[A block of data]
----------------
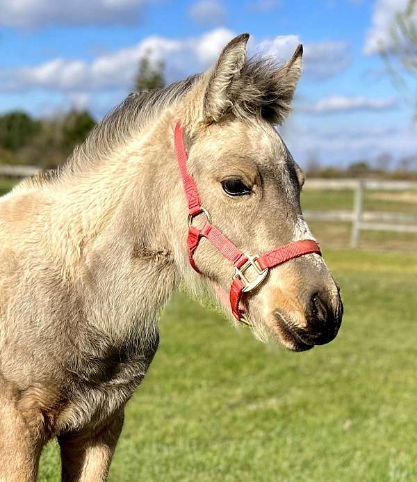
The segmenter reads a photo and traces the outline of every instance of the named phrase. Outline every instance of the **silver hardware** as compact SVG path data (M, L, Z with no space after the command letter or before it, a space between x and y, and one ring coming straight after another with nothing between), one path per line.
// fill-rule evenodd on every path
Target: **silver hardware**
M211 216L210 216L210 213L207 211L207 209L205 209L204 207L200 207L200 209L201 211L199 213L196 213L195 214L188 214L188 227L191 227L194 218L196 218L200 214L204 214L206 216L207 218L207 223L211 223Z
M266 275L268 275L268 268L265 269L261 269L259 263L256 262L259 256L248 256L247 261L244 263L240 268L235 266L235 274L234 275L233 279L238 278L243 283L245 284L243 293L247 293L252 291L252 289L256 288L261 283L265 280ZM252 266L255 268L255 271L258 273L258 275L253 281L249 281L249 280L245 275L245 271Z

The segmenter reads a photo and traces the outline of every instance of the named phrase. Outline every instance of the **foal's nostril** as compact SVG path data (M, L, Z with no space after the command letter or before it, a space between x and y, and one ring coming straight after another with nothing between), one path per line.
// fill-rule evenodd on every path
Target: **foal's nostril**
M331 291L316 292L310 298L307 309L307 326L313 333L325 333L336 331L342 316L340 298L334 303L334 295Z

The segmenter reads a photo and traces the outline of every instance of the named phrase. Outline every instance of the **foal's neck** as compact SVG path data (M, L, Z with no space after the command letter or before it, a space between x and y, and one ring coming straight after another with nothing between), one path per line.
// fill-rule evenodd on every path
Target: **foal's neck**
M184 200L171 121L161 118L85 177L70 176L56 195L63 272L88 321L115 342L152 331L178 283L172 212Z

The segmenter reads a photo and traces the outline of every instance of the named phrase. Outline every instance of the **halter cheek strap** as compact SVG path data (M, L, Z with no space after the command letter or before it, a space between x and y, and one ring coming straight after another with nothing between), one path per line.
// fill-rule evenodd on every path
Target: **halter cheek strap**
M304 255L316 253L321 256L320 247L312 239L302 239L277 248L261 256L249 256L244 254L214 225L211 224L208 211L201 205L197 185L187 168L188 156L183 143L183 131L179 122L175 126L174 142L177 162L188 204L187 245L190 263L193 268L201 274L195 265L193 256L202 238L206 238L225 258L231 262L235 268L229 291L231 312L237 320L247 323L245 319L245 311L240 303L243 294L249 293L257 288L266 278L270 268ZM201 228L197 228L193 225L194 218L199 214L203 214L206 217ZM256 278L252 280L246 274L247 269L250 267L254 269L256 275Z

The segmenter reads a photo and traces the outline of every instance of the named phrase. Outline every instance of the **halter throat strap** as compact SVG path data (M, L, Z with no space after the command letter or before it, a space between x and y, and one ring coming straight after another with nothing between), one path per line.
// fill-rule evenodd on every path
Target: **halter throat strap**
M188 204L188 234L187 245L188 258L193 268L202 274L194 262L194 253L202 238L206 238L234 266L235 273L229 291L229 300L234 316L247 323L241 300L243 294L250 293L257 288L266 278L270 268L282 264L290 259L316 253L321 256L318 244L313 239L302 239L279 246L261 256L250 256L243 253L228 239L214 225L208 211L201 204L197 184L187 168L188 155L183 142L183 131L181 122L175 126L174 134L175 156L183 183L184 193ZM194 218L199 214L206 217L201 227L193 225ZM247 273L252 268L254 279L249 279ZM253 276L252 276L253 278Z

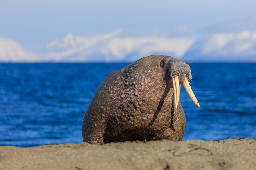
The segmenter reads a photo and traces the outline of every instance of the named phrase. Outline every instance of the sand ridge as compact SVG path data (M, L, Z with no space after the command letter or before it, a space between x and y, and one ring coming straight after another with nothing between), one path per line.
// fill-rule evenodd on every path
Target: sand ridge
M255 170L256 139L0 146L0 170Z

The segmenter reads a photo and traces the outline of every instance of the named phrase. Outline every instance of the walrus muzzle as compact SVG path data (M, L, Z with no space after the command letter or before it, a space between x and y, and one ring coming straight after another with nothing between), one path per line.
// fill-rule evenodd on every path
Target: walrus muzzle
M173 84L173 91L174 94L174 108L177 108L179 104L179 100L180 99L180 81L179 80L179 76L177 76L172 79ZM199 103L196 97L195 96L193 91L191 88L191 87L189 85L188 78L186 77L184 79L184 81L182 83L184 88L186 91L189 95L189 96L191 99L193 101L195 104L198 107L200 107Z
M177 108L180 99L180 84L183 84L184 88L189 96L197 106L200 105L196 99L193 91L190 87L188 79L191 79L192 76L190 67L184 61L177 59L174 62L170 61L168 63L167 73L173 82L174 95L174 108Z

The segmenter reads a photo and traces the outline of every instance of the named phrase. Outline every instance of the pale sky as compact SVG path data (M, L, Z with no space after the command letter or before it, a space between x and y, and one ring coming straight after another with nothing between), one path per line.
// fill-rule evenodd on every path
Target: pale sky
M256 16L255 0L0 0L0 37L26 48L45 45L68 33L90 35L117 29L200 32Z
----------------
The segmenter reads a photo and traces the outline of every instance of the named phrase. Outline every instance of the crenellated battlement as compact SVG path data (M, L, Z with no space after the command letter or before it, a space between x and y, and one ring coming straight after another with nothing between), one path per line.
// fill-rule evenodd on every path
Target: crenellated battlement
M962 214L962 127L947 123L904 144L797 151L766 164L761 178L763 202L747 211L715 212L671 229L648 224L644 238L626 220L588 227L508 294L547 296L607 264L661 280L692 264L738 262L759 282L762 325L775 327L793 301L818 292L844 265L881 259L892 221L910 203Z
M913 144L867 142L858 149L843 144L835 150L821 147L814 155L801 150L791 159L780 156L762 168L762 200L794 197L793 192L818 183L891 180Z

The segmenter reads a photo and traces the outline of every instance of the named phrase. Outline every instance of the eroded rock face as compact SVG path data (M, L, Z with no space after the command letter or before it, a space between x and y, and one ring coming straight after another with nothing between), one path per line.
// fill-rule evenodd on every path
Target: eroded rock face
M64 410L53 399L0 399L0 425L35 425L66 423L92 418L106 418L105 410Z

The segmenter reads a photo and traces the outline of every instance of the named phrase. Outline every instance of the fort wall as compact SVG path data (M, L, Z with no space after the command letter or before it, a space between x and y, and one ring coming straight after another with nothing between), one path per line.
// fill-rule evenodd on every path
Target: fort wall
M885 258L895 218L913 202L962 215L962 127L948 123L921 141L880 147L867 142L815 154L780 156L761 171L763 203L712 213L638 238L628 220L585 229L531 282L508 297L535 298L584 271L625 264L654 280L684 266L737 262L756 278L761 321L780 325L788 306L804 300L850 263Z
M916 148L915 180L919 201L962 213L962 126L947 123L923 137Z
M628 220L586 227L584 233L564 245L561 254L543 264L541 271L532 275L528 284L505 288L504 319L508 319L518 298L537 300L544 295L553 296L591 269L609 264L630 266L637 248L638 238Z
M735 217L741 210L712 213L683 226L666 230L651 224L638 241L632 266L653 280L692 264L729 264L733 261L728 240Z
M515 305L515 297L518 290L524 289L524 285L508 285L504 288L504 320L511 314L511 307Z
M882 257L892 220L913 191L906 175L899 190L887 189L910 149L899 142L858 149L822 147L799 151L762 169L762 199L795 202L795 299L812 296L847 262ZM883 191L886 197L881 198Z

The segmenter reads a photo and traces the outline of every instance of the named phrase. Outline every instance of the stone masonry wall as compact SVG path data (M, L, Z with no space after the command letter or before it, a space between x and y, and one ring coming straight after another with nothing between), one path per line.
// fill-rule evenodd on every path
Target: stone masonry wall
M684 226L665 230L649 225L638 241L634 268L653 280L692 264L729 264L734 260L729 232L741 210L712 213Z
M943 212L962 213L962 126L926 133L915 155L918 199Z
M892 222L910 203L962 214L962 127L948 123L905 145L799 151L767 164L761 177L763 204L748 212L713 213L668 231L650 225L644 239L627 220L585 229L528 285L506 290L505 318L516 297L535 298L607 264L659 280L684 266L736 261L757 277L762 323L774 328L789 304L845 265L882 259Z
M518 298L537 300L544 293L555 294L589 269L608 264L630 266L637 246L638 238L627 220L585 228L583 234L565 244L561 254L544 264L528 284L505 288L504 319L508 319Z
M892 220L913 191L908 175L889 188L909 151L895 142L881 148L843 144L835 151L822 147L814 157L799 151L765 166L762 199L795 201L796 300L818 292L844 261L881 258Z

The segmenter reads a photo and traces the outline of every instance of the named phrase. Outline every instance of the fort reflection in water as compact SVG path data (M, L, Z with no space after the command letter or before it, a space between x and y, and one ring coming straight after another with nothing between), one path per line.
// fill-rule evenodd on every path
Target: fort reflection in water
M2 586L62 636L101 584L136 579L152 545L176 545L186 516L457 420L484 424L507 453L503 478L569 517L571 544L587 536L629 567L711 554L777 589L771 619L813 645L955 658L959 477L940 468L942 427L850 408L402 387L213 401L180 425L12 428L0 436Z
----------------
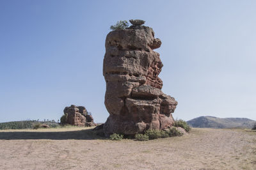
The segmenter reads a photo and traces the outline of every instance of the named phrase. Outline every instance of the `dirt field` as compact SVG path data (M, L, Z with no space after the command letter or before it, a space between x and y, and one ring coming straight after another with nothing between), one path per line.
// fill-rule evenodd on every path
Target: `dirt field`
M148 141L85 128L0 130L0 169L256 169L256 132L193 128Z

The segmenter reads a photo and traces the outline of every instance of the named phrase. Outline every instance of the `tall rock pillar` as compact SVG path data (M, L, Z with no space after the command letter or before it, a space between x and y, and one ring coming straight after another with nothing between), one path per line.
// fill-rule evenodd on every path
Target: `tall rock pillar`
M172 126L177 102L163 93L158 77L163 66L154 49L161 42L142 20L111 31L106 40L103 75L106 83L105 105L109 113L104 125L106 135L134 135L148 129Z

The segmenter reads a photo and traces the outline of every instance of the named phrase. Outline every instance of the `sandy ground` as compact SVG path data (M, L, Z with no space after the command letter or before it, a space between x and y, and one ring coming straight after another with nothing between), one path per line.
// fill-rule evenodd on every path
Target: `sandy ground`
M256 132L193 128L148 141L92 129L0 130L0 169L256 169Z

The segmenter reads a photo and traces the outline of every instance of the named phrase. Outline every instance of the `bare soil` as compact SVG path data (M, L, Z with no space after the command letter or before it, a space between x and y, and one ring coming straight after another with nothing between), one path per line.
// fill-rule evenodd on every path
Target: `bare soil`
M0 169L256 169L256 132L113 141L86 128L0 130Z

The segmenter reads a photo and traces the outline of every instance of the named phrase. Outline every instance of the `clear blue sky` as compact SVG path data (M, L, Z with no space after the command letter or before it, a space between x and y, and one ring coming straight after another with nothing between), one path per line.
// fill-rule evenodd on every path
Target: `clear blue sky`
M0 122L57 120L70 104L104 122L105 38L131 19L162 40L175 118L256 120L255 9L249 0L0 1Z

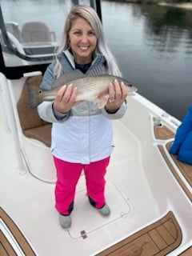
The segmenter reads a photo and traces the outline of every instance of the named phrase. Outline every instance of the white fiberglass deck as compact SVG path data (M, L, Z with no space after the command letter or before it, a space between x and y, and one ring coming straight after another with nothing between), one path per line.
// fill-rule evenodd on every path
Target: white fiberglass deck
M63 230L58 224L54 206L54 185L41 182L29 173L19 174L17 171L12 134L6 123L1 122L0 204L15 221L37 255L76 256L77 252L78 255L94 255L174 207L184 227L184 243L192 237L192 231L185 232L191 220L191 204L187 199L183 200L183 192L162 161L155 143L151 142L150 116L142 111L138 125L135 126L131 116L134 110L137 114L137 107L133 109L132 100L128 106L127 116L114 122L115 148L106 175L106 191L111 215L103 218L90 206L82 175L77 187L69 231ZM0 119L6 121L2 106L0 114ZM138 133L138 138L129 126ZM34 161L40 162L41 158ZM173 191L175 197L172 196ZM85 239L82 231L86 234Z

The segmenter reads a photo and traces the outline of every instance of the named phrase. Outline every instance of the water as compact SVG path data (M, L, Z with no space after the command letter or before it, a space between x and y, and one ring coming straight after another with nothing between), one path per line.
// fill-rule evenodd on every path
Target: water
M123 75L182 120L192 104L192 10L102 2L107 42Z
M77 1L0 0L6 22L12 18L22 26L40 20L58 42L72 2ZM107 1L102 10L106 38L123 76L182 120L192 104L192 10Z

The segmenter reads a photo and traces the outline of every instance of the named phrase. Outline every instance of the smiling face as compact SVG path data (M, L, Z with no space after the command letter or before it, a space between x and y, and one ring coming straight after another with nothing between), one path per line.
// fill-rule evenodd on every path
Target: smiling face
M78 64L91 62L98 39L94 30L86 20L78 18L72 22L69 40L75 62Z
----------------
What to produce: Starting at the line that contains "the **foal's neck**" and ending with the line that contains "M184 200L171 121L161", write those lines out again, changing "evenodd" to "nonzero" and keeping everything else the same.

Completed exercise:
The segmenter reads a photo and traces the outline of every instance of the named phrase. Outline every instance of the **foal's neck** as compact SVG path data (M, L, Z with no space after the command letter or before it, a space between x and y, and one ring coming straight after another with nothing between), one path per line.
// fill-rule nonzero on every path
Target: **foal's neck**
M184 200L171 121L161 118L85 177L70 176L56 195L63 272L88 321L115 342L152 331L178 283L172 212Z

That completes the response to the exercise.